» **Tugas yang Dikerjakan**:
A - Tentukan apakah tiap pernyataan berikut sesuai dengan opini tentang toleransi agama: (i) bentrokan di Aceh Singkil terjadi pada hari Selasa, 13 Oktober 2015; (ii) warga yang mendatangi gereja berjumlah sekitar 1.000 orang; (iii) toleransi berarti menahan diri, bersikap sabar, dan menghormati perbedaan pendapat. Jawab ya atau tidak untuk masing-masing, lalu kutip kata-kata dari teks yang menentukannya.
B - Menurut opini tentang toleransi agama, toleransi sejati berlaku bagi sesama apa pun latar belakangnya. Sebutkan semua latar belakang yang disebut di sana.
C - Teruskan opini tentang toleransi agama mulai setelah kalimat terakhirnya.

━━ Kutipan Bacaan ━━

Masyarakat Harus Mengerti Akan Toleransi Agama

  • 30 Oktober 2015
  • 00:00 WITA
  • Nasional
  • Dibaca: 3999 Pengunjung

Opini, suaradewata.com -Semua manusia diciptakan  sama,  Tuhan tidak membeda-bedakan perlakuan terhadap sesama manusia karena warna kulit atau bentuk fisik lainnya. Perbedaan itu adalah anugerah yang harus kita syukuri. Kita harus bersyukur dengan keragaman karena dengan keragaman, kita menjadi bangsa yang besar dan arif dalam bertindak. Agar keberagaman bangsa Indonesia juga menjadi sebuah kekuatan, kita bangun keberagaman bangsa Indonesia dengan dilandasi persatuan dan kesatuan Negara Kesatuan Republik Indonesia.

Persatuan dan kesatuan di sebuah negara yang beragam dapat diciptakan salah satunya dengan perilaku masyarakatnya yang menghormati keberagaman dengan mewujudkan perilaku toleran terhadap keberagaman tersebut. Sikap toleransi berarti menahan diri, bersikap sabar, menghormati perbedaan pendapat. Toleransi sejati didasarkan sikap hormat terhadap martabat manusia, hati nurani, dan keyakinan, serta keikhlasan sesama apa pun agama, suku, golongan,  atau pandangannya.

Bentrokan antar warga di Kecamatan Gunung Meriah, Kabupatan Aceh Singkil, yang baru baru ini terjadi tepatnya  pada Selasa, 13 Oktober 2015, adalah contoh  sikap  tidak  mewujudkan perilaku toleran terhadap keberagaman.  Seperti dituturkan Kapolri Jenderal Badrodin Haiti,  terjadinya bentrok antar warga di Kecamatan Gunung Meriah, Kabupaten Aceh Singkil,  akar masalahhya  karena  keinginan sejumlah warga menertibkan rumah ibadah yang dianggap tak memiliki izin. Sebelum adanya aksi pembakaran itu, pemerintah daerah dan tokoh agama sebelumnya sudah membuat kesepakatan jika pembongkaran akan dilaksanakan pasa 19 Oktober 2014.  Namun, sejumlah warga mengambil langkah lebih dulu dengan membakar gereja.

Dalam menjalankan aksinya, warga yang berjumlah sekitar 500 orang mendatangi setiap gereja yang ada di lingkungan tersebut. Karena  jumlah warga yang melakukan perusakan tidak sebanding dengan jumlah TNI-Polri yang hanya berjumlah 20 orang setiap gereja, maka terjadilah pembakaran gereja.

━━━
━━ Baris Data ━━

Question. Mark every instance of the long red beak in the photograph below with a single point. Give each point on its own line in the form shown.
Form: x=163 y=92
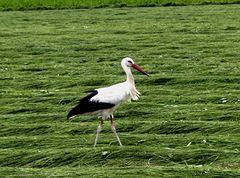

━━━

» **Jawaban Berurutan**:
A -
(i) Ya: "pada Selasa, 13 Oktober 2015"
(ii) Tidak: "warga yang berjumlah sekitar 500 orang"
(iii) Ya: "Sikap toleransi berarti menahan diri, bersikap sabar, menghormati perbedaan pendapat."

B - agama, suku, golongan, pandangan

C -
Menurut Humas Pemkab Aceh Singkil, Kaldum, sejak sepekan lalu atau sebelum terjadinya aksi, tuntutan massa untuk  membongkar gereja yang dianggap ilegal sudah digaungkan. Sebab, pada 1979, ada perjanjian dari umat Nasrani mereka hanya membangun satu gereja dan empat undung-undung. Namun perlahan, jumlah rumah ibadah itu terus bertambah seiring waktu. Aspirasi dan desakan warga supaya Pemkab segera membongkar gereja yang  dianggap ilegal sudah disampaikan. Namun, karena  langkah Pemkab dianggap lamban, maka masyarakat yang tidak sabar langsung turun ke jalan. Buntut kerusuhan itu, sebuah gereja di Kecamatan Gunung Meriah dibakar massa, dua korban tewas dan empat luka-luka.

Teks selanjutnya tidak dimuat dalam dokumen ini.